• **Exercise passage**
You can sit with a sociopath and know he’s a sociopath, and sit with someone who perpetrates the behaviors of the sociopath, even as comfortably as the sociopath does, and yet know he’s not a sociopath. How? How can you know?
Is it something intuitive? I address this from a clinical perspective, not a personal or intimate one. But still, I find it somewhat interesting to feel, or recognize, this distinction, and maybe you’ll find it more relevant than I imagine.
Of course, the history says a lot. Whenever you are dealing with someone who is raising his kids with some real love, holding down a job, paying his bills, not abusing his spouse and maintaining a history (past and present) of friendships, these are indicators that whatever else he is up to, he is probably not a sociopath.
And so, strangely enough, in sitting with an individual who is perpetrating “dubious” behaviors, and is doing so perhaps even as a lifestyle versus, say, as a sudden, temporary departure from his normal self —strangely enough, in sitting with such a person, one sometimes gets the sense if this individual, in his essence, is “clean,” or “dirty?” Meaning, is his dubious behavior reflective of a corrupt essence, or does it somehow feel divorced from his essence?

• **Assignment 1**
In the passage about sociopaths, what do signs such as raising kids with real love, holding down a job, and paying bills indicate about a person?
• **Assignment 2**
Please copy the part of the passage about sociopaths starting with "Is it something" and going on through "probably not a sociopath.".

• **Extracted entries**

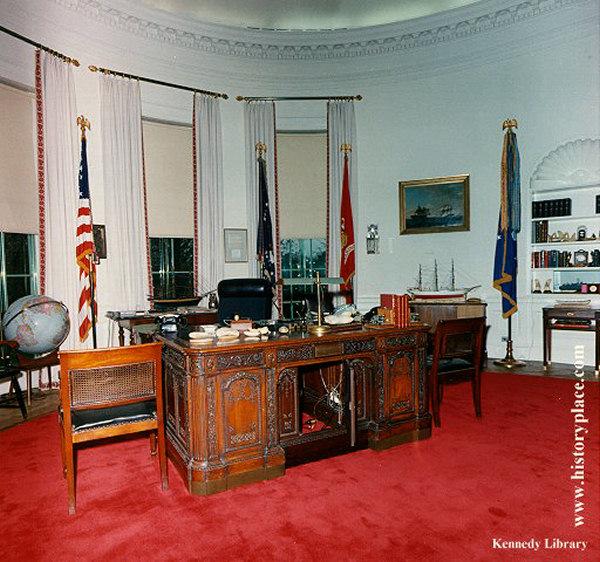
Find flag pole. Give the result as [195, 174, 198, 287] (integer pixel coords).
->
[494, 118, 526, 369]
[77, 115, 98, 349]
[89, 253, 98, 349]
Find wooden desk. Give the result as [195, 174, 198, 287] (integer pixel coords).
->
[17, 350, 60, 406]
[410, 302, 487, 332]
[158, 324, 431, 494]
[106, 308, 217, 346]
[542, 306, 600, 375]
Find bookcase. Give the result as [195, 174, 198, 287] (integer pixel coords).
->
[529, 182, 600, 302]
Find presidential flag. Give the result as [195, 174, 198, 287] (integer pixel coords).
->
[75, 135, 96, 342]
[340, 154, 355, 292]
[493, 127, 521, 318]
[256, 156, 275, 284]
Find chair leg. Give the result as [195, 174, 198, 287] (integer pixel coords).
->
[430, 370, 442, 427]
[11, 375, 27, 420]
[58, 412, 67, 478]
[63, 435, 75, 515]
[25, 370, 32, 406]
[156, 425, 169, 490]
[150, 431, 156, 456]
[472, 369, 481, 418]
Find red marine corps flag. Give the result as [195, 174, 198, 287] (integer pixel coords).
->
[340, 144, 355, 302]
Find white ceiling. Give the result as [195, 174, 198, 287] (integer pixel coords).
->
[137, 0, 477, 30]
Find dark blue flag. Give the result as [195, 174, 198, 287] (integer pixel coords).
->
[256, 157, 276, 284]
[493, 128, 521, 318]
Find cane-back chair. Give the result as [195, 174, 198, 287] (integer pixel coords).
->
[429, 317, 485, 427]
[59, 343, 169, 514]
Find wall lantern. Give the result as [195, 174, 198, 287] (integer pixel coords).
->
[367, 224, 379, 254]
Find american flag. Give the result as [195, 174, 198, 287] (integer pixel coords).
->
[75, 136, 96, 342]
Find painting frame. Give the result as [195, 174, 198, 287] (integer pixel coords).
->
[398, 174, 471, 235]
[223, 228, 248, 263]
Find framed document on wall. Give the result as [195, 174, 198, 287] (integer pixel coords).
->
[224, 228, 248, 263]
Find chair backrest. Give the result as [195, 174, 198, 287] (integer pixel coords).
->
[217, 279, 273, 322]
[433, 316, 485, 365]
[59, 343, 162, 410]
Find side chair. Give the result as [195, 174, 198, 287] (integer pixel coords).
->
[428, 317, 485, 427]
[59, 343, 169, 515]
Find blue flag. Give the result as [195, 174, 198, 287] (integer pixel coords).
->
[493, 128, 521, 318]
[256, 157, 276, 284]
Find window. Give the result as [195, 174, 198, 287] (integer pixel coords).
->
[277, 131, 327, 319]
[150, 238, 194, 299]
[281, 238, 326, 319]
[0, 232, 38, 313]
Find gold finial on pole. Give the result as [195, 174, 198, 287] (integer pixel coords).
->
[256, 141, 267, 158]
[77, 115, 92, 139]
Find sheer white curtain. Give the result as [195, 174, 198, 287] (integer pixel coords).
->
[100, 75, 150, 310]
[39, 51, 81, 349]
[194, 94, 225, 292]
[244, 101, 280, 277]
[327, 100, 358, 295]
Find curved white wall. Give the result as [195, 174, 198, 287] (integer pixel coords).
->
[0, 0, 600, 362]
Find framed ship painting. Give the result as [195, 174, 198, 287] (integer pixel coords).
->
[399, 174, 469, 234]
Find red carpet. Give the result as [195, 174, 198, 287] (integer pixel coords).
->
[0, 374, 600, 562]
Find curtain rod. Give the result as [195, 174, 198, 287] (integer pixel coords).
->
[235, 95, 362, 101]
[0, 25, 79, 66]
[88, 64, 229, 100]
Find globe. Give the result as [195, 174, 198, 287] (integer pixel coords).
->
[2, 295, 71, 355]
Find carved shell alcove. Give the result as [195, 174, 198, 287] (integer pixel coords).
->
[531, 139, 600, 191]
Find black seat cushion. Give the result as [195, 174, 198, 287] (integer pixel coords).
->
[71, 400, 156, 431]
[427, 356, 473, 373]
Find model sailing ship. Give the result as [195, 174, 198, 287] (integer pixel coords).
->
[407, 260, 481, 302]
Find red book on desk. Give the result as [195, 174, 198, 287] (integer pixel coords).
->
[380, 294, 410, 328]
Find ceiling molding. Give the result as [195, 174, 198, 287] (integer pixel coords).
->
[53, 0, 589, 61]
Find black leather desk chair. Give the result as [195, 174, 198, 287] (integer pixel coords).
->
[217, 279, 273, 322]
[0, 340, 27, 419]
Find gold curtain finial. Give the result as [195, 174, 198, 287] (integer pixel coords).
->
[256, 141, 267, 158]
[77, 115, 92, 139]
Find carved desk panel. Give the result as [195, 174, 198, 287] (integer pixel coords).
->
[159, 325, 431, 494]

• **Answer section 1**
They indicate that whatever else he is up to, he is probably not a sociopath.

• **Answer section 2**
Is it something intuitive? I address this from a clinical perspective, not a personal or intimate one. But still, I find it somewhat interesting to feel, or recognize, this distinction, and maybe you’ll find it more relevant than I imagine.
Of course, the history says a lot. Whenever you are dealing with someone who is raising his kids with some real love, holding down a job, paying his bills, not abusing his spouse and maintaining a history (past and present) of friendships, these are indicators that whatever else he is up to, he is probably not a sociopath.